▶ **Directions for this task**
List each line in the records below that contains the word "cake".

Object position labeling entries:
§
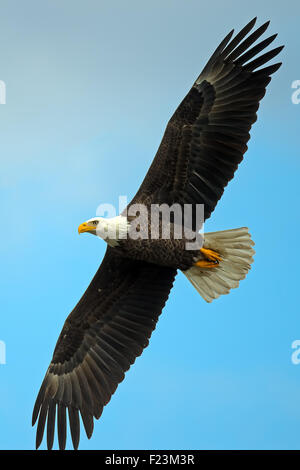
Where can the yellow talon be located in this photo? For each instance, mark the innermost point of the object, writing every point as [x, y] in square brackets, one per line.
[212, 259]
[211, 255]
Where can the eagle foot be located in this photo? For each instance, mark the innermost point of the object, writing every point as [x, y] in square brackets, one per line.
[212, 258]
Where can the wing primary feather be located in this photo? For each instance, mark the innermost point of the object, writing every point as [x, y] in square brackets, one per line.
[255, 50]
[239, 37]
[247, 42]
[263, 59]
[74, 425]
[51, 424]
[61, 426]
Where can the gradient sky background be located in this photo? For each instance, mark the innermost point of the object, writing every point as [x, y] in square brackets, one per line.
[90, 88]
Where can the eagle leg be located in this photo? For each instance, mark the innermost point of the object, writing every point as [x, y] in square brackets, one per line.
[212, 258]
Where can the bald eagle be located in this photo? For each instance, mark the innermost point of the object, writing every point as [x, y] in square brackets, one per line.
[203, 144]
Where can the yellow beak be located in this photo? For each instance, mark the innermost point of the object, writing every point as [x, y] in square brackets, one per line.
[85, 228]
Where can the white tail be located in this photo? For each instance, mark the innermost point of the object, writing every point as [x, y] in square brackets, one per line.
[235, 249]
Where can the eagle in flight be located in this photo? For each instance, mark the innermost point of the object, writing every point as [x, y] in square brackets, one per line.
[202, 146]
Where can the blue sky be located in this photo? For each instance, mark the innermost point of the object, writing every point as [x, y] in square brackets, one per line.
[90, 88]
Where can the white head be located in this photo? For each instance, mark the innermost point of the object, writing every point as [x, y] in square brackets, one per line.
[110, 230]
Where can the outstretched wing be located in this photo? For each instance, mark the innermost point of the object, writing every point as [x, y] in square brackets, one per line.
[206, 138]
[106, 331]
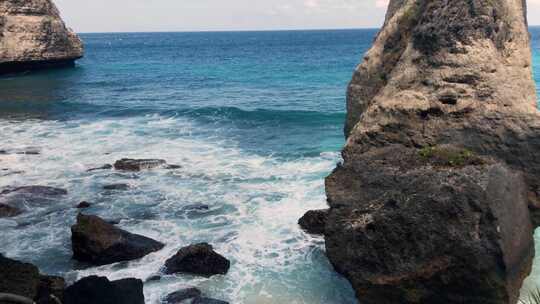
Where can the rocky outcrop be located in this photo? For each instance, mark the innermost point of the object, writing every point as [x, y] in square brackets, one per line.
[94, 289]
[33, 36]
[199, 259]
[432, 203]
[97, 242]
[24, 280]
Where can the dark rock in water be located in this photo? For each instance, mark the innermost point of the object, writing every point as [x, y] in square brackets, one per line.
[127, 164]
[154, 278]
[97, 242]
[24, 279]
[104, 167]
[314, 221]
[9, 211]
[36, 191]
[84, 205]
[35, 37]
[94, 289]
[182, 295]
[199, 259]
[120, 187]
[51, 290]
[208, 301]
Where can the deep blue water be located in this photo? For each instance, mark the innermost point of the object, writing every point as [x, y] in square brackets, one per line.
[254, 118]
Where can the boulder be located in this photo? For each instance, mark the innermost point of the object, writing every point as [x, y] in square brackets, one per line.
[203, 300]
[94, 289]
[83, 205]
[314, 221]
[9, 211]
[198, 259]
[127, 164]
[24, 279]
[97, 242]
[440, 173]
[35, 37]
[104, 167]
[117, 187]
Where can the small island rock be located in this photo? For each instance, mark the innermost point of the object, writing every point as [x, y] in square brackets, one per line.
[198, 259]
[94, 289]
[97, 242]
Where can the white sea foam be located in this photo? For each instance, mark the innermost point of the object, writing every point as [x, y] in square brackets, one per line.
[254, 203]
§
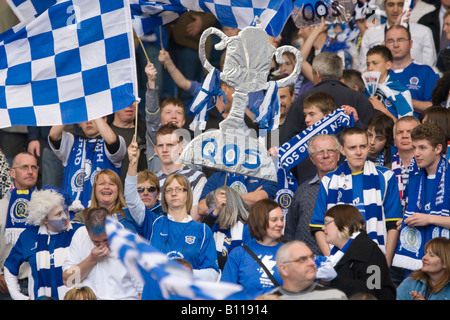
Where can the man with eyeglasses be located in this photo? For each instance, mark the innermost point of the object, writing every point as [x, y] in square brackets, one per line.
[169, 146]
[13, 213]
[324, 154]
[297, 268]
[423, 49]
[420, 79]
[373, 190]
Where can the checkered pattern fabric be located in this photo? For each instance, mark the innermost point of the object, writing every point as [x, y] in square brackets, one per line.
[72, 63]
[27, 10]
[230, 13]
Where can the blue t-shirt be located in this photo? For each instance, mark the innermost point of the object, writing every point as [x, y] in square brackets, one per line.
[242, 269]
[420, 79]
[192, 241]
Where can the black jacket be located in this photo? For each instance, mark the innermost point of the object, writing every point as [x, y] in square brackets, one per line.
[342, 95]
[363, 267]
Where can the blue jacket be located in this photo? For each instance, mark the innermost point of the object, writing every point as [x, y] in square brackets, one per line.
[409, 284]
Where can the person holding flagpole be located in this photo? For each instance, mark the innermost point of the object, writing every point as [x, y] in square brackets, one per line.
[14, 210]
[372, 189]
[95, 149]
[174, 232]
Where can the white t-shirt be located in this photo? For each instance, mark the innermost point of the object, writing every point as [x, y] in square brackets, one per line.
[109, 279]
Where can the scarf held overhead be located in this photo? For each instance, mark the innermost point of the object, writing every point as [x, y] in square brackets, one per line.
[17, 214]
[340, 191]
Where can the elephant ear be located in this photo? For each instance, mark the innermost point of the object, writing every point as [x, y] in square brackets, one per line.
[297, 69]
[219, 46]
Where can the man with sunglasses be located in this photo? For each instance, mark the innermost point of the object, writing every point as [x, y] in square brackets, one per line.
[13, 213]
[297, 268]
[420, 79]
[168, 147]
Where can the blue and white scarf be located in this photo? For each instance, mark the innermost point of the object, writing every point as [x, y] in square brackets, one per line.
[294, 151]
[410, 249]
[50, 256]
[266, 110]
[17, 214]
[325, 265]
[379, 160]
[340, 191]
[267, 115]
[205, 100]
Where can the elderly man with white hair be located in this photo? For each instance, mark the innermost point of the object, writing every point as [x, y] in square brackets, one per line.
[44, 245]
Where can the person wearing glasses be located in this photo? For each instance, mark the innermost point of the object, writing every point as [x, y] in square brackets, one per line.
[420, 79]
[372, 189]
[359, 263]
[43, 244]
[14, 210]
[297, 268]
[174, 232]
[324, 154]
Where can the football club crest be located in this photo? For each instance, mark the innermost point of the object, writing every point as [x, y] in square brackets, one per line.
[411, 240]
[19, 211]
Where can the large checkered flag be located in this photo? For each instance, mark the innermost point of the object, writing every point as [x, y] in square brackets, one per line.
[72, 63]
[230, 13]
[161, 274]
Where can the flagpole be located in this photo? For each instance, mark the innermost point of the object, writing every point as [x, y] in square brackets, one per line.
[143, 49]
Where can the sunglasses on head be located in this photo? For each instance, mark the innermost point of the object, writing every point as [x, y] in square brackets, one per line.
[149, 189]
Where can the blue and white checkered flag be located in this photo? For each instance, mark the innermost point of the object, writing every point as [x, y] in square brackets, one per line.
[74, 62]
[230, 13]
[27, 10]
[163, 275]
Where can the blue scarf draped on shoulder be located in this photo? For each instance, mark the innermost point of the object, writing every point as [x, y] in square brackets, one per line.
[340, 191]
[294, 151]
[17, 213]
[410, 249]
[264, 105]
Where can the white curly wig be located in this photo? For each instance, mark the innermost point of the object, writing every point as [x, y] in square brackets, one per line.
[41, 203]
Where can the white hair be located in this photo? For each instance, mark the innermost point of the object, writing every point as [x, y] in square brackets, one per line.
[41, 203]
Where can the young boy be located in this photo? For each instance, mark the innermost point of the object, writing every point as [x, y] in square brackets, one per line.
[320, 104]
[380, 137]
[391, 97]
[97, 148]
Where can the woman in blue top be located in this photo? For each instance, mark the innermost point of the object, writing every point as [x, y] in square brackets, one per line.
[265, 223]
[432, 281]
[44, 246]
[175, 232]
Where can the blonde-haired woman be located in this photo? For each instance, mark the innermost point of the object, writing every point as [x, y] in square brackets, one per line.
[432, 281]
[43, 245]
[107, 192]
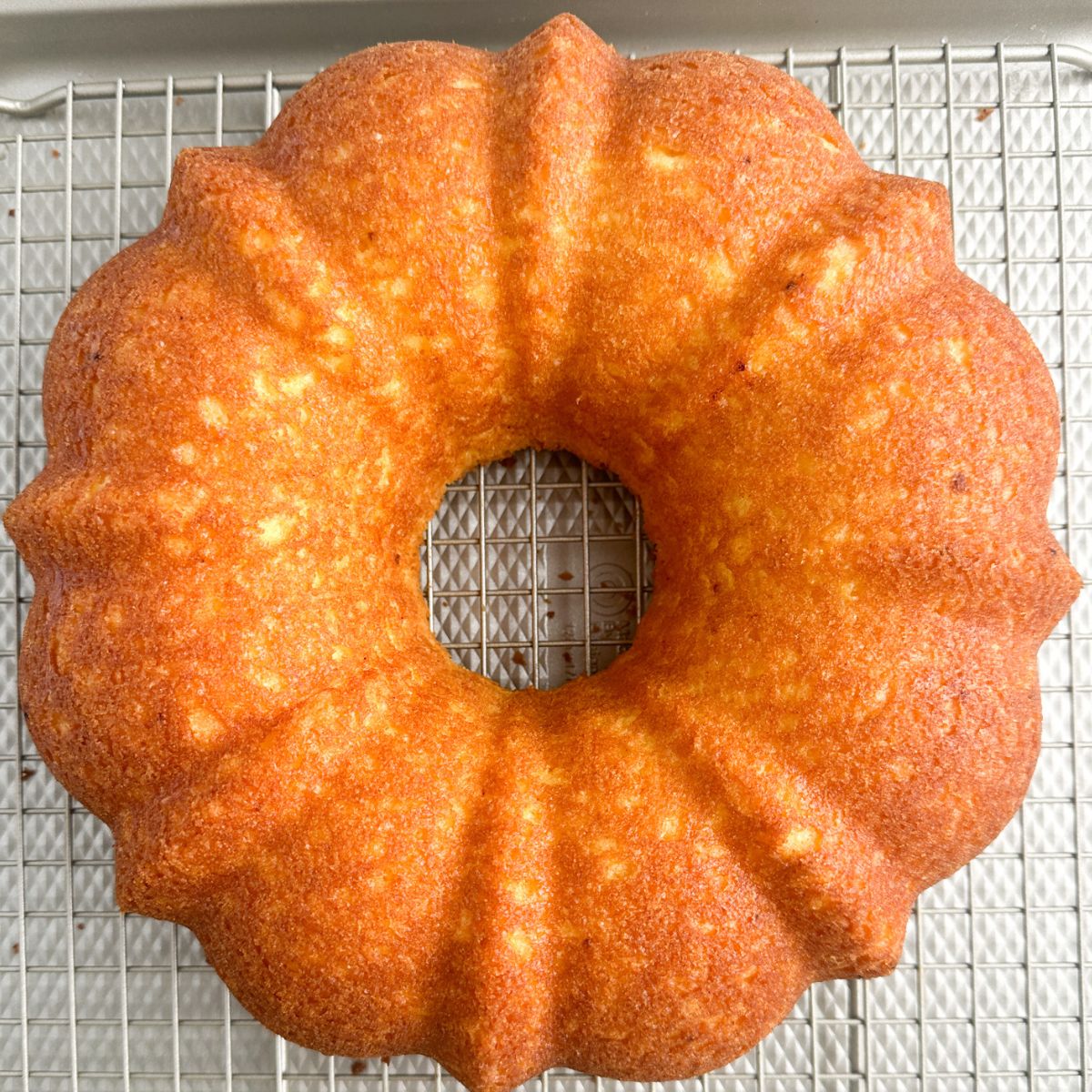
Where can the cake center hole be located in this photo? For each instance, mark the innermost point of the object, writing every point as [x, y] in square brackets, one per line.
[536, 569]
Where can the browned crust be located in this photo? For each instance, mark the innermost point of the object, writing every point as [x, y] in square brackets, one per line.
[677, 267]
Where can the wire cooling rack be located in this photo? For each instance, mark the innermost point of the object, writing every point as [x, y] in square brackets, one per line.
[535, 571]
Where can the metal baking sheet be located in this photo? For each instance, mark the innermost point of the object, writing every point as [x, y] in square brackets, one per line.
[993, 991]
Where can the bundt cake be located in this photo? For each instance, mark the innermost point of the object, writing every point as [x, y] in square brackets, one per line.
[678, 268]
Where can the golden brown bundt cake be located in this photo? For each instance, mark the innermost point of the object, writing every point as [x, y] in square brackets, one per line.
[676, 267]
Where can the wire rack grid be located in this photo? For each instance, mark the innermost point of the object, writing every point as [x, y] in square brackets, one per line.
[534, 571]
§
▶ **Solved problem**
Where can the cake center hole be located in this photo? For each instance, mark the innermost point of the object, writing every point as [x, y] in square brackets, one per line.
Where can the bundt cake be located in this photo? For each instance, mark the innermost point of the object, writing every point as [x, y] in square brackets, one per line.
Where can the golden brown bundt cake be located in this photo? For each instance, mark the innermost point of the object, writing every point as [x, y] in square brackets, one per line.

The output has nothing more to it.